■ TASK INSTRUCTIONS
Retype each entry verbatim. Do not include the images.

--- PROVIDED RECORDS Enclosed Below ---

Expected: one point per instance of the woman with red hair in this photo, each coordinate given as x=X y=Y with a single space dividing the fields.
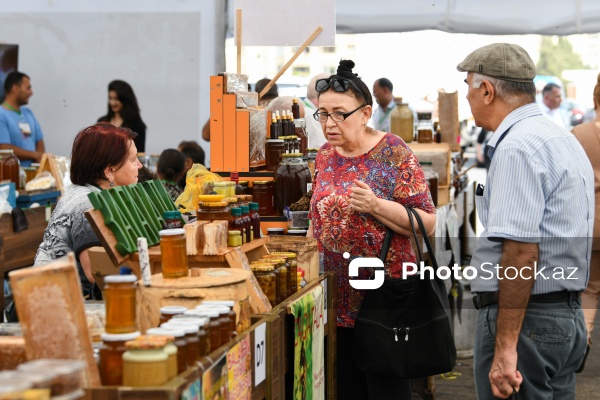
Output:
x=103 y=156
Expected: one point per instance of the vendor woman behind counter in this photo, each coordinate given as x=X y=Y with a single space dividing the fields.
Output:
x=103 y=156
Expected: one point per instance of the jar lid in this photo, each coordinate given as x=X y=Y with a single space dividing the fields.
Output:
x=172 y=331
x=210 y=198
x=120 y=278
x=173 y=214
x=159 y=334
x=204 y=313
x=288 y=254
x=193 y=319
x=145 y=343
x=262 y=268
x=186 y=327
x=171 y=310
x=172 y=232
x=221 y=309
x=228 y=303
x=119 y=337
x=214 y=204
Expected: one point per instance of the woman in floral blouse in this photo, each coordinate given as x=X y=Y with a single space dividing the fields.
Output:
x=362 y=179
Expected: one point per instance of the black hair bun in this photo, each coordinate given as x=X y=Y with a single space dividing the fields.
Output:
x=345 y=69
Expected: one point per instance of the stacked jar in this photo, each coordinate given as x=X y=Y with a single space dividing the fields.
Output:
x=119 y=297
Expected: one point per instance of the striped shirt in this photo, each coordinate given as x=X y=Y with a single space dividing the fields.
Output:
x=539 y=189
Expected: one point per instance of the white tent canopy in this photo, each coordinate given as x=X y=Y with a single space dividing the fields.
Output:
x=543 y=17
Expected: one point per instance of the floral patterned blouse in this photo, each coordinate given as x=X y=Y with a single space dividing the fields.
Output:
x=393 y=173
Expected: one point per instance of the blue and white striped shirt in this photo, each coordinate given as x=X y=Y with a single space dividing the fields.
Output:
x=539 y=189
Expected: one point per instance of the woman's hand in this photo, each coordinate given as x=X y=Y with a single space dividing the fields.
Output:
x=362 y=198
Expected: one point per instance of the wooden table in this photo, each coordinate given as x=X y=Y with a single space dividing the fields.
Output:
x=17 y=250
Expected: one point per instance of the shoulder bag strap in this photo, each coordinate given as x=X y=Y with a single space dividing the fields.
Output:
x=425 y=236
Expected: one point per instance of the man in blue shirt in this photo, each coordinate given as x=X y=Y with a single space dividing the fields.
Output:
x=532 y=260
x=19 y=130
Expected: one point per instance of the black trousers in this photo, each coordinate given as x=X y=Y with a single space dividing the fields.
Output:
x=355 y=384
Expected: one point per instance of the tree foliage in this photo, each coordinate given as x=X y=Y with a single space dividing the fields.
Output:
x=557 y=56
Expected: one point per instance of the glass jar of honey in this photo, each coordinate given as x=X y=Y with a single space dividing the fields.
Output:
x=232 y=315
x=173 y=253
x=274 y=148
x=265 y=275
x=119 y=298
x=292 y=181
x=221 y=188
x=213 y=211
x=111 y=357
x=213 y=326
x=167 y=312
x=10 y=167
x=264 y=195
x=191 y=339
x=145 y=363
x=292 y=265
x=159 y=334
x=284 y=277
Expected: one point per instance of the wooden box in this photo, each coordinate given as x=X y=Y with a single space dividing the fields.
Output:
x=305 y=248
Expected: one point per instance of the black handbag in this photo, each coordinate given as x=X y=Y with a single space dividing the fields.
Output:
x=404 y=328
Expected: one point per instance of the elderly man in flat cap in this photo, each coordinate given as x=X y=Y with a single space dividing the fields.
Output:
x=537 y=208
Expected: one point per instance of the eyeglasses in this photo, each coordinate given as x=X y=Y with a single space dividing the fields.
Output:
x=336 y=116
x=338 y=84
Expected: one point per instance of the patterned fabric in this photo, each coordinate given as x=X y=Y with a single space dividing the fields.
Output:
x=173 y=189
x=393 y=173
x=69 y=230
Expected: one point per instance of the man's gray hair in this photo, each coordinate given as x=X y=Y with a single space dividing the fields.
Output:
x=509 y=91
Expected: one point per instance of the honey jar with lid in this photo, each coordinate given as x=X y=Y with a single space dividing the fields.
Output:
x=145 y=363
x=265 y=275
x=111 y=357
x=167 y=312
x=159 y=334
x=173 y=253
x=119 y=298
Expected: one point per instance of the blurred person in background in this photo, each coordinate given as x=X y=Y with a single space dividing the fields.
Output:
x=193 y=153
x=123 y=110
x=316 y=137
x=103 y=156
x=19 y=130
x=169 y=169
x=382 y=90
x=551 y=105
x=588 y=135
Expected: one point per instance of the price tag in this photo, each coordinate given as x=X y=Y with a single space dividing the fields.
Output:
x=324 y=285
x=260 y=354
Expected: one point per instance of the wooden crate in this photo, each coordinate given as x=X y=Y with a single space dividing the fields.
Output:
x=306 y=250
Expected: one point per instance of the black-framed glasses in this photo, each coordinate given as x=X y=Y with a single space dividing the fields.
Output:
x=336 y=116
x=338 y=84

--- End of Enclosed PROVIDED RECORDS ---

■ EXERCISE RESPONSE
Expected: one point per instance of the woman with red hair in this photo, each coordinate given as x=X y=Y with a single space dividing the fields.
Output:
x=103 y=156
Expected: one point per instance of the vendor woman behind counter in this photo, each coordinate given as x=X y=Y with a single space dividing the fields.
Output:
x=103 y=156
Expected: one point per instance of the jar lid in this photo, each coordinate given as x=X y=Y with a single space dividing the fields.
Output:
x=172 y=331
x=210 y=198
x=120 y=278
x=173 y=214
x=159 y=334
x=204 y=313
x=288 y=254
x=193 y=319
x=145 y=343
x=262 y=268
x=186 y=327
x=171 y=310
x=172 y=232
x=221 y=309
x=228 y=303
x=119 y=337
x=214 y=204
Expected: one point per instance of the woman in floral blouse in this photo, each coordinate given as x=X y=Y with a single space dividing the fields.
Output:
x=362 y=179
Expected: one point per instance of the black hair bun in this photo, each coordinate given as x=X y=Y with a single space dividing the fields.
Output:
x=345 y=69
Expected: one point per instance of the stacked jar in this photo, each coordinate given as x=X y=Y with a single space dividing the fields.
Output:
x=119 y=297
Expected: one point per instance of the striped shirt in this photo, each coordinate given as x=X y=Y with a single space dividing the fields.
Output:
x=539 y=189
Expected: one point per instance of the white tent canopy in this photo, each coordinate given as x=X y=Y with a single space dividing the fields.
Output:
x=543 y=17
Expected: one point per instance of the floral patterned blouse in this photo, each coordinate given as x=X y=Y with a single space dividing the fields.
Output:
x=393 y=173
Expected: one point per instance of the blue and white striped shirt in this photo, each coordinate given as x=X y=Y with a single space dividing the fields.
Output:
x=539 y=189
Expected: one point per instance of the woman's hand in this photo, each coordinate given as x=X y=Y with a single space dividing the fields.
Output:
x=362 y=198
Expected: one point per instance of the wooden table in this photo, each coordinate given as x=X y=Y with a single space dividing the fields.
Output:
x=17 y=250
Expected: one point per instance of the shoulder bag strap in this photo, each coordinate given as x=X y=Y with a single space dividing the fields.
Output:
x=425 y=236
Expected: one point per instance of the man in blue shirt in this photo, each coordinate given as x=X y=Y with a single space dividing the fields.
Output:
x=532 y=260
x=19 y=130
Expected: one point per instance of the black trousers in this photo, each coordinate given as x=X y=Y with a single space dividing the fields.
Output:
x=355 y=384
Expected: one point per instance of the tree foliage in this photo, each coordinate given as x=X y=Y with a single space dividing the fields.
Output:
x=557 y=56
Expected: one point per instance of the glass jar of honey in this photo, each coordinate given as x=X y=Y with a single space dividing the fields.
Output:
x=232 y=315
x=173 y=253
x=274 y=148
x=265 y=275
x=119 y=298
x=292 y=181
x=221 y=188
x=213 y=211
x=111 y=357
x=213 y=326
x=167 y=312
x=10 y=167
x=264 y=195
x=191 y=339
x=145 y=363
x=292 y=265
x=159 y=334
x=284 y=277
Expected: one point per instance of the wooden box in this photo, each coordinate given as x=X y=Y with a single space dividing the fields.
Output:
x=305 y=248
Expected: one point per instance of the black handbag in this photo, each coordinate given as x=X y=Y with a single space dividing the fields.
Output:
x=404 y=328
Expected: one point per instance of the elderly man in flat cap in this photo, each coordinate given as x=X y=Y with a single space dividing the fields.
Output:
x=537 y=208
Expected: one point per instance of the eyeglasses in this photo, each coordinate given as x=X y=Y with a single space dividing the fields.
Output:
x=336 y=116
x=338 y=84
Expected: one point per instance of the patterned fabric in this photo, each coordinate given as x=X y=Y with a single space dividing the fields.
Output:
x=173 y=189
x=393 y=173
x=69 y=230
Expected: one point per instance of the man's gray hair in this photo, each coordinate given as x=X y=Y with a single space dividing the fields.
Output:
x=509 y=91
Expected: one point per instance of the honey jar with lid in this photo, each coordinate given as x=X y=Y with a single space dividing the fields.
Output:
x=145 y=363
x=265 y=275
x=111 y=357
x=167 y=312
x=159 y=334
x=173 y=253
x=119 y=298
Expected: one point per instance of the blurred person in background in this photo, each coordinate given as x=X y=Y with a single space dividing the fields.
Output:
x=193 y=153
x=123 y=110
x=316 y=137
x=103 y=156
x=19 y=130
x=169 y=169
x=382 y=90
x=551 y=105
x=588 y=135
Expected: one point per instance of the price tag in this photo, each coordinate given as x=X y=Y with a single space dividing the fields.
Output:
x=324 y=285
x=260 y=354
Expected: one point per instance of the wooden crate in this photo, each coordinate given as x=X y=Y with a single space dividing the fields.
Output:
x=306 y=250
Expected: one point per instance of the black-framed glasses in this photo, each coordinate given as x=X y=Y with a single space dividing the fields.
Output:
x=336 y=116
x=338 y=84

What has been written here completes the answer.